*** Supplied text

Designing a smart sensor for an electric vehicle’s battery requires some intelligent planning to overcome the associated mechanical and electrical challenges. For example, a car manufacturer may use different battery configurations for different models. Modifying the battery mechanical design to match each configuration is expensive and can trigger development and production delays. The voltage and current measurements must be accurate while performed in a noisy environment. The busbars connecting the battery modules and sub-modules (Figure 1) may be tight with screws that, when loose, can produce highly resistive losses or interrupt the entire current flow.
In this design solution, we review these challenges and propose an innovative solution that allows for a flexible battery configuration that saves cost and speeds time to market. With this solution, the voltage across each cell is measured with high accuracy for reporting and balancing; the voltage across busbars is also easily measured and reported for fault detection.
Typical Battery Configuration
As an example, a 42A, 402.3V electric car battery may be composed of a series of 8 modules, each with a developing voltage of 50.3V.
In Figure 2, a single module is composed of three 4-series, 70-parallel submodules (4S) connected by busbars (BB). Accordingly, the module’s configuration is: 4S+BB+4S+BB+4S.
Lack of Flexibility
In a traditional module, moving from a 14s to a 12s module is problematic. The removal of the top two rows in Figure 2 leaves the input of the IC (VIN) unconnected. This requires a PCB change to connect VIN to the top of row 3.
Noise
Automobiles have harsh and noisy electrical environments. Additionally, during charge, noise from the power mains (110VAC, 60Hz or 220VAC, 50Hz) affects the voltage measurement of the car battery pack with an aliasing error. Multiple levels of filtering then become necessary.
Poor Busbar Contacts
A 1/8in x 2in copper bar that is 1 foot long can carry 500A and has a resistance of 33μΩ. Accordingly, a 42A current will cause a voltage drop of 33μΩ x 42 = 1.4mV in normal operation. During fast charge, say with 300A, the voltage drop is only 33μΩ x 300 = 9.9mV. Clearly the busbar is not a problem under normal circumstances. However, if the busbar contacts deteriorate for any reason, the resistance can dramatically increase, compromising the battery operation.
The Solution
As an example, the MAX17853 is a flexible data-acquisition system for the management of high-voltage and low-voltage battery modules. The system can measure 14 cell voltages and a combination of six temperatures or system voltage measurements with fully redundant measurement engines in 263μs. It can also perform all inputs solely with the ADC measurement engine in 156μs. There are 14 internal balancing switches rated for > 300mA for the cell-balancing current, each supporting extensive built-in diagnostics. Up to 32 devices can be daisy-chained to manage 448 cells and monitor 192 temperatures.

******
*** Records provided

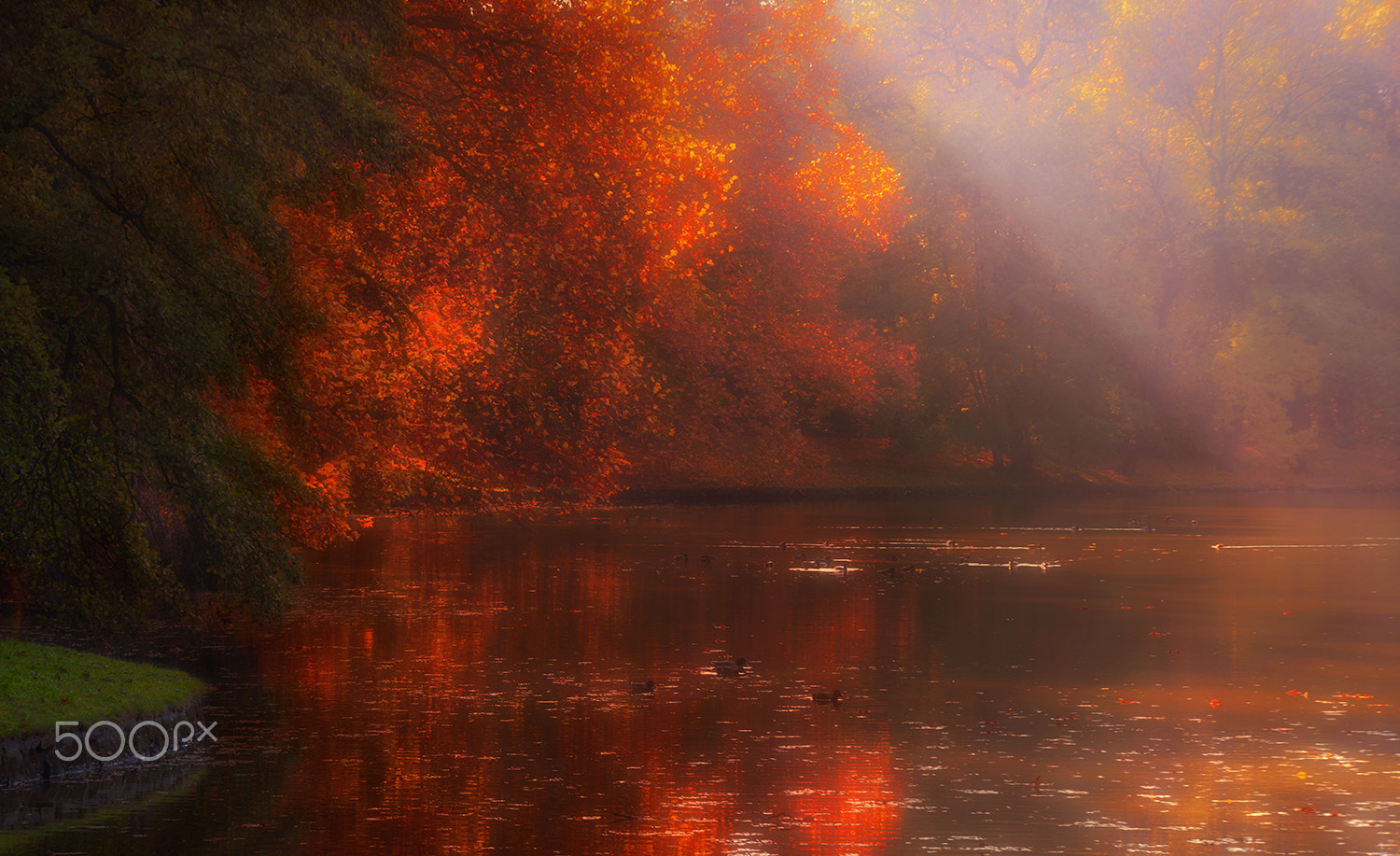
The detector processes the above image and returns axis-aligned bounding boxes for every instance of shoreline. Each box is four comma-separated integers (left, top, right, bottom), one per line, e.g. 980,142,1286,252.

0,630,212,787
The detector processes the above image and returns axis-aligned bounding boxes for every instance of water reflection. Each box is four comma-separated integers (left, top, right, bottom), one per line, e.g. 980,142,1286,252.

2,498,1400,854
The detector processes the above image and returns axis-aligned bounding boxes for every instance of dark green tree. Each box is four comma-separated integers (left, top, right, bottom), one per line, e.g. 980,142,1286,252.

0,0,399,621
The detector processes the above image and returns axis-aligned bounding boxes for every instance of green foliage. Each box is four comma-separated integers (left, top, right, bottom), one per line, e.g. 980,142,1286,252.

0,638,204,736
0,0,398,619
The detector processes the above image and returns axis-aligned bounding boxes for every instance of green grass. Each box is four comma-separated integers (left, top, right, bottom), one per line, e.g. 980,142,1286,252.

0,638,206,737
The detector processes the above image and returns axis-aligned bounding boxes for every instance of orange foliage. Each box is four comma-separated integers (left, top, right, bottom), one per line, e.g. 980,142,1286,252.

269,2,909,515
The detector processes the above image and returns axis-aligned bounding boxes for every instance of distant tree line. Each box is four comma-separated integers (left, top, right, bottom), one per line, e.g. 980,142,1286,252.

0,0,1400,621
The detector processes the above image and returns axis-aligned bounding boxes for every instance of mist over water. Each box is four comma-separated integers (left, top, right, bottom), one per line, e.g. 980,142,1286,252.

7,496,1400,853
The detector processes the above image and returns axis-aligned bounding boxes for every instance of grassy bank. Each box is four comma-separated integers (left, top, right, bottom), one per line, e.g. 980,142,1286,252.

0,638,204,737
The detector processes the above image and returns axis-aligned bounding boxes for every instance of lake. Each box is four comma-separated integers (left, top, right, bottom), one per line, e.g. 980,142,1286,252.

0,493,1400,856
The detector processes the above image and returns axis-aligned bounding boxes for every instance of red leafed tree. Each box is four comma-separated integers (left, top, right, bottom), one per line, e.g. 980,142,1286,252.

285,2,901,515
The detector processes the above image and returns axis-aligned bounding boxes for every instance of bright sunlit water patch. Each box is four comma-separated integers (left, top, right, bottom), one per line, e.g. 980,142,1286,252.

2,498,1400,856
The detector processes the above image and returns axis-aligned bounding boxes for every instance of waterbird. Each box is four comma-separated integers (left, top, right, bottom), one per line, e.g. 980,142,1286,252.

711,657,749,675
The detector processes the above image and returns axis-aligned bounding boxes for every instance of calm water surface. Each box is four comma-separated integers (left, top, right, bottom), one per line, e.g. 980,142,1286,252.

0,496,1400,856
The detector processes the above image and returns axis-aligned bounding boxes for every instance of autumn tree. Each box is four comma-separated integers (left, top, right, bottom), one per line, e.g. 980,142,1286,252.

0,0,397,618
287,3,898,503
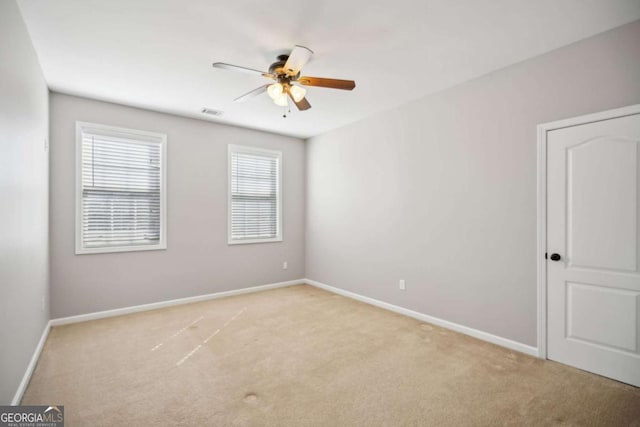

******

Activity: Render this sentence from the text on battery sensor design in Spanish: "Automobiles have harsh and noisy electrical environments." The records have no connection to the text on battery sensor design.

Exercise response: Los automóviles tienen entornos eléctricos hostiles y ruidosos.